#### Text extract:
On Fri, Nov 16, 2012 at 07:27:12PM -0700, Jon Mason wrote:
> A PCI-Express non-transparent bridge (NTB) is a point-to-point PCIe bus
> connecting 2 systems, providing electrical isolation between the two subsystems.
> A non-transparent bridge is functionally similar to a transparent bridge except
> that both sides of the bridge have their own independent address domains.  The
> host on one side of the bridge will not have the visibility of the complete
> memory or I/O space on the other side of the bridge.  To communicate across the
> non-transparent bridge, each NTB endpoint has one (or more) apertures exposed to
> the local system.  Writes to these apertures are mirrored to memory on the
> remote system.  Communications can also occur through the use of doorbell
> registers that initiate interrupts to the alternate domain, and scratch-pad
> registers accessible from both sides.

#### Problems and tasks:
1. Return the passage of the non-transparent bridge text that starts with the words containing "On Fri, Nov" and ends with "the two subsystems.", copied verbatim.
2. Resume the non-transparent bridge text, starting right after its final sentence.
The rows that come next are separate from the non-transparent bridge text.

#### Material supplied:
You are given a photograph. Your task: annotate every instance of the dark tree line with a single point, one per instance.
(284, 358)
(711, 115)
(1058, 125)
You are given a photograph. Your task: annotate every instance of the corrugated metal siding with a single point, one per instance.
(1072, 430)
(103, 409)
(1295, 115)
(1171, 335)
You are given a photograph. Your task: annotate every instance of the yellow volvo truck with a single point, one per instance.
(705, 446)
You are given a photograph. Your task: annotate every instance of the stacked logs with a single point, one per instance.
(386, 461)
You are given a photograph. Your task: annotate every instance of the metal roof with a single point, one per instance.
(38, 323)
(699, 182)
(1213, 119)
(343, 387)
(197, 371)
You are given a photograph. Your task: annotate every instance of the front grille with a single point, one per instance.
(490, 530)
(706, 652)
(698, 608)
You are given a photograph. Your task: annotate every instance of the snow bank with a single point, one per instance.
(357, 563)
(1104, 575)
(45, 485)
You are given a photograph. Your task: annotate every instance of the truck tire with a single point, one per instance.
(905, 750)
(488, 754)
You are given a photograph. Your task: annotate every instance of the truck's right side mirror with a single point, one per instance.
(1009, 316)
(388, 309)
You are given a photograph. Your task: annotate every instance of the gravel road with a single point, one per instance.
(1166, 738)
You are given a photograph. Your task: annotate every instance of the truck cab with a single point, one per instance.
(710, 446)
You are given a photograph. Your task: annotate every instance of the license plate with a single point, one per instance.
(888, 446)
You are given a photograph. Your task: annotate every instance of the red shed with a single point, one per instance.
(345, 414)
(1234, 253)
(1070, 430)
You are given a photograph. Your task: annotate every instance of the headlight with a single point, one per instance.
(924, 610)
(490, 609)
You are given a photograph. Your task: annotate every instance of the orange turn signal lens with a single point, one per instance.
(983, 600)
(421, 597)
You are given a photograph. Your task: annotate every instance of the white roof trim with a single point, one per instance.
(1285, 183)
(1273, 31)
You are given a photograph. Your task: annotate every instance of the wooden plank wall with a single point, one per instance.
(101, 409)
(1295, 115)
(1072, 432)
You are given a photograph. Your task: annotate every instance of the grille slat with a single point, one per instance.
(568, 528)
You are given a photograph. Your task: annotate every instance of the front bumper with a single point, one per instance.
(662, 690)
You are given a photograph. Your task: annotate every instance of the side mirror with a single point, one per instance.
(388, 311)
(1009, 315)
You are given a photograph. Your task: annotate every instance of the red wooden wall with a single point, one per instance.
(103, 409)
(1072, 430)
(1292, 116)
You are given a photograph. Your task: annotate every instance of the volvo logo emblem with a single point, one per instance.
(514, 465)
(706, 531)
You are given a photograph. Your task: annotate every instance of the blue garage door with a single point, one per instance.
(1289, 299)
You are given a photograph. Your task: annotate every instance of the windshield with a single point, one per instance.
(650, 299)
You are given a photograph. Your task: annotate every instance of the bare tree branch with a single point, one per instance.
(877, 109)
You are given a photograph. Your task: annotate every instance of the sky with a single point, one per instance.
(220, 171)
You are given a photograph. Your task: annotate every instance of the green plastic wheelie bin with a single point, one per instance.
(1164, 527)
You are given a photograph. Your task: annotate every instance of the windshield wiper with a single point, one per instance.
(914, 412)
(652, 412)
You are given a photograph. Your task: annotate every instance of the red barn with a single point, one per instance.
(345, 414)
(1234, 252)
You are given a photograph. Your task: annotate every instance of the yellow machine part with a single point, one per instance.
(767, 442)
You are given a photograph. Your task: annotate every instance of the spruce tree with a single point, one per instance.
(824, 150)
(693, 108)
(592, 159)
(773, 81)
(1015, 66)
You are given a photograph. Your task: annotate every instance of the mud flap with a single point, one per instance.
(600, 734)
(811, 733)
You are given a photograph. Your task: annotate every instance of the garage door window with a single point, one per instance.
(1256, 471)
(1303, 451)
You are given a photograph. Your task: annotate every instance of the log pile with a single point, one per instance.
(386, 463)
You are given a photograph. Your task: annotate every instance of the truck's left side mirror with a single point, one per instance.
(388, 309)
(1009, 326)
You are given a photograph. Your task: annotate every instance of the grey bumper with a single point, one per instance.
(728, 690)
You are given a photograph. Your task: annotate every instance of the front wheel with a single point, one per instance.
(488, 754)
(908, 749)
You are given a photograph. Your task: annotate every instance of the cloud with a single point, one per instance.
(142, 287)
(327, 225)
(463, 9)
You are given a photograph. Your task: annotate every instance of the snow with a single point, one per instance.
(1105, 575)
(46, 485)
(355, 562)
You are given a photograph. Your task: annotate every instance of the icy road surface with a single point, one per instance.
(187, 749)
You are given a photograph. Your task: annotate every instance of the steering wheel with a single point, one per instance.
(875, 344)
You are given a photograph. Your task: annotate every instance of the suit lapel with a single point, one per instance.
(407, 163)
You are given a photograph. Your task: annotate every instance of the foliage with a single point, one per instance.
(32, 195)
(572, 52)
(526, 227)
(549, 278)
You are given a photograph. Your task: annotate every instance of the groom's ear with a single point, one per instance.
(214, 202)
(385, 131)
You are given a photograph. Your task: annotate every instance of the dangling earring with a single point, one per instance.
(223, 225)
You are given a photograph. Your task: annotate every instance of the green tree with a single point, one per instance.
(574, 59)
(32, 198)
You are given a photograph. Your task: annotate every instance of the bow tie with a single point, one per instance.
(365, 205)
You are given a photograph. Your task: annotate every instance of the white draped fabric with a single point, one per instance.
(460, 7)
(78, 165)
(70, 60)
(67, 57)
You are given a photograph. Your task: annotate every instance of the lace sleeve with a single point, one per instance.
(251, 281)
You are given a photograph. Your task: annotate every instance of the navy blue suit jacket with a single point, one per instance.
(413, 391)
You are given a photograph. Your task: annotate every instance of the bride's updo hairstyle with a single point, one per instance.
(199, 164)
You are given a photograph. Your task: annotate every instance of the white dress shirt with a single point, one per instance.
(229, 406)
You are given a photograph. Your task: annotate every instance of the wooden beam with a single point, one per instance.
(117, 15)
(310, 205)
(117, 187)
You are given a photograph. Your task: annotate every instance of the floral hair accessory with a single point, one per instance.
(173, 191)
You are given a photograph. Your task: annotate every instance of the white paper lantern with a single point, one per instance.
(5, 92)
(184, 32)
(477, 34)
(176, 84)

* * *

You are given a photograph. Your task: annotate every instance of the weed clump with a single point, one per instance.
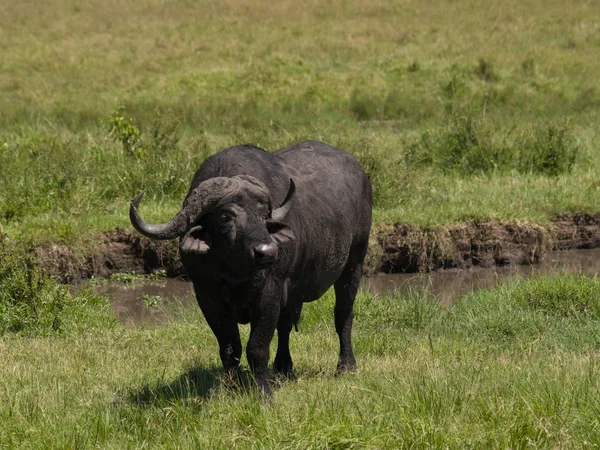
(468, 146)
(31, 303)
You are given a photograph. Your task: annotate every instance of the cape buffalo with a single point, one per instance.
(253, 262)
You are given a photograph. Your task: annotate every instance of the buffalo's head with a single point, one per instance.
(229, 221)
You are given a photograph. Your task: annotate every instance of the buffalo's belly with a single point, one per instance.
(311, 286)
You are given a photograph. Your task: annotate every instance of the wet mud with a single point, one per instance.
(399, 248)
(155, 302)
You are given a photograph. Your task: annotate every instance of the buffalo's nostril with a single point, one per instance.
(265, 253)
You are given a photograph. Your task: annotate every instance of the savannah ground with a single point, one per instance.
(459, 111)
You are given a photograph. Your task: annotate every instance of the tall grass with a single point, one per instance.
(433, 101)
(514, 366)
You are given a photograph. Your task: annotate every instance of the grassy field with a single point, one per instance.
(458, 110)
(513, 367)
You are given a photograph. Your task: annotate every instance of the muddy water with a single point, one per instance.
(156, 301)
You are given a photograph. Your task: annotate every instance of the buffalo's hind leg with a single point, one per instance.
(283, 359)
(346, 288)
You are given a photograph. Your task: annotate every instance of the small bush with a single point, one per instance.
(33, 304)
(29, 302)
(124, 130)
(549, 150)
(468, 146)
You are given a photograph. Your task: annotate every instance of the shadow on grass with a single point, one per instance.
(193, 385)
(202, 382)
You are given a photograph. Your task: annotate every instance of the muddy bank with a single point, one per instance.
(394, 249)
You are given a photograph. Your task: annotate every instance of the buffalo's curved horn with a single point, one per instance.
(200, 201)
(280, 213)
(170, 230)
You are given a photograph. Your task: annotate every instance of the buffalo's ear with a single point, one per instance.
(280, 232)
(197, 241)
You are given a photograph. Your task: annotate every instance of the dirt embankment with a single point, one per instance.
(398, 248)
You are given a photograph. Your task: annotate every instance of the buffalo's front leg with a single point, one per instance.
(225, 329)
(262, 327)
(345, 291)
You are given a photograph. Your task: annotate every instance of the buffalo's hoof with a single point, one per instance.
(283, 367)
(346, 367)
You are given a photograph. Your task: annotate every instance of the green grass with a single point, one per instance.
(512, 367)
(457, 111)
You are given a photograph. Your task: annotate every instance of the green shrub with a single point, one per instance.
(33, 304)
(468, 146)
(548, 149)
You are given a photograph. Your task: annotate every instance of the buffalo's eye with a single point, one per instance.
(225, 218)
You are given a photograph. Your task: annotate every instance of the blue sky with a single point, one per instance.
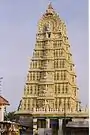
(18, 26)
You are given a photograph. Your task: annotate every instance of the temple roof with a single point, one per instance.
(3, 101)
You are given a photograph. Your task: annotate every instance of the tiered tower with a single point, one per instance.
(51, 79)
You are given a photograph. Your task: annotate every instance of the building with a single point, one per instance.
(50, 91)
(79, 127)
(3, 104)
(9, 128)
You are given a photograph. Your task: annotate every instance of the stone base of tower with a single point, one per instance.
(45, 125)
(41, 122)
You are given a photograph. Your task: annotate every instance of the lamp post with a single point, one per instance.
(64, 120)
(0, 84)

#### Per-task answers:
1.
On Fri, Nov 16, 2012 at 07:27:12PM -0700, Jon Mason wrote:
> A PCI-Express non-transparent bridge (NTB) is a point-to-point PCIe bus
> connecting 2 systems, providing electrical isolation between the two subsystems.

2.
> 
> The NTB device driver is needed to configure these memory windows, doorbell, and
> scratch-pad registers as well as use them in such a way as they can be turned
> into a viable communication channel to the remote system.  ntb_hw.[ch]
> determines the usage model (NTB to NTB or NTB to Root Port) and abstracts away
> the underlying hardware to provide access and a common interface to the doorbell
> registers, scratch pads, and memory windows.  These hardware interfaces are
> exported so that other, non-mainlined kernel drivers can access these.
> ntb_transport.[ch] also uses the exported interfaces in ntb_hw.[ch] to setup a
> communication channel(s) and provide a reliable way of transferring data from
> one side to the other, which it then exports so that "client" drivers can access
> them.  These client drivers are used to provide a standard kernel interface
> (i.e., Ethernet device) to NTB, such that Linux can transfer data from one
> system to the other in a standard way.
> 
> Signed-off-by: Jon Mason <jon.mason@...el.com>
> Reviewed-by: Nicholas Bellinger <nab@...ux-iscsi.org>

Sorry for the very long delay, I've now applied these two patches,
thanks for the cleanups and changes from the original versions.

But, I now get the following build warning, so can you send a follow-on
patch that fixes it up before you start getting angry emails from the
0-day build bot?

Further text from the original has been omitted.